Photo-based point labeling data:
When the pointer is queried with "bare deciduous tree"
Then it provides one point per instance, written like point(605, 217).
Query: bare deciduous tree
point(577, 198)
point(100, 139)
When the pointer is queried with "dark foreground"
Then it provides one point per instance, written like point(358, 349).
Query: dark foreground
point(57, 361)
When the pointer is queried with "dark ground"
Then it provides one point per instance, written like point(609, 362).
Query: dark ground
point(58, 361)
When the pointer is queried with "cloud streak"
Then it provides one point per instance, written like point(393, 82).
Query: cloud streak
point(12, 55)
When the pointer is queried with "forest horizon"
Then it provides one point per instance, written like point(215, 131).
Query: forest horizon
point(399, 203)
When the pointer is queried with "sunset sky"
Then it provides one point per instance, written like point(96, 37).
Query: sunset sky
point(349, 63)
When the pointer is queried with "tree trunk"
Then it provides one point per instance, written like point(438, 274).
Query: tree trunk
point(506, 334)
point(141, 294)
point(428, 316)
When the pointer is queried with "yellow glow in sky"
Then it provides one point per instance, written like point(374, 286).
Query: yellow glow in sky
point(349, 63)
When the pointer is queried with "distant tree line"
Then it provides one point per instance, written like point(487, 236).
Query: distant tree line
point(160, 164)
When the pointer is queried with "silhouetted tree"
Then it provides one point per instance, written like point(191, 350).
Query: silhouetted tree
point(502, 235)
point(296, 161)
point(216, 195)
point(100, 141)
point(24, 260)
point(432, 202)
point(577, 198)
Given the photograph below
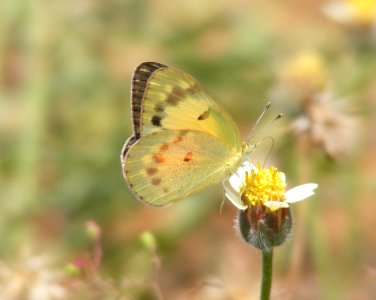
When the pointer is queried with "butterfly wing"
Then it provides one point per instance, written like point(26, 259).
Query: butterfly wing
point(169, 165)
point(166, 98)
point(182, 139)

▸ **WHAT IS ASKED**: Lay out all of the material above as a numbered list with the blank lines removed. Leave the pictures out of your answer.

▸ **WORKED ANSWER**:
1. When the pointer is queried with "bare deciduous tree"
2. Then it provides one point per instance, written like point(605, 217).
3. Query: bare deciduous tree
4. point(577, 198)
5. point(100, 139)
6. When the pointer is queried with "dark foreground"
7. Then it provides one point per instance, written like point(358, 349).
8. Query: dark foreground
9. point(57, 361)
10. When the pointer is queried with "dark ground"
11. Then it provides one point per instance, written like point(609, 362).
12. Query: dark ground
13. point(58, 361)
14. When the pointer is queried with "cloud streak"
15. Then it provides one point per instance, written like point(393, 82).
16. Query: cloud streak
17. point(12, 55)
18. When the pointer is queried with "forest horizon"
19. Then it provides one point per instance, written like point(215, 131).
20. Query: forest horizon
21. point(399, 203)
22. When the pointer is queried with "sunset sky"
23. Then it provides one point per instance, written like point(96, 37).
24. Query: sunset sky
25. point(349, 63)
26. When the pointer is queried with "tree trunk"
27. Then it provides one point per instance, written like point(438, 274).
28. Query: tree trunk
29. point(506, 334)
30. point(141, 294)
31. point(428, 316)
32. When the pointer is queried with "yellow glow in sky"
33. Then it provides one point per instance, written like point(374, 286).
34. Query: yellow glow in sky
35. point(349, 63)
36. When the pointer is queried with "distant tree line"
37. Then it provides one point per instance, written like point(487, 236).
38. Query: distant tree line
39. point(160, 164)
40. When the pointer is queried with "silhouetted tree"
41. Then it provides one point per instance, written like point(191, 350).
42. Query: silhouetted tree
43. point(502, 235)
44. point(296, 161)
45. point(216, 195)
46. point(100, 141)
47. point(24, 260)
48. point(432, 202)
49. point(577, 198)
50. Given the photograph below
51. When the pointer is queried with "butterfly wing"
52. Then it provides one point per instance, written like point(26, 259).
53. Query: butterfly wing
54. point(169, 165)
55. point(166, 98)
56. point(182, 139)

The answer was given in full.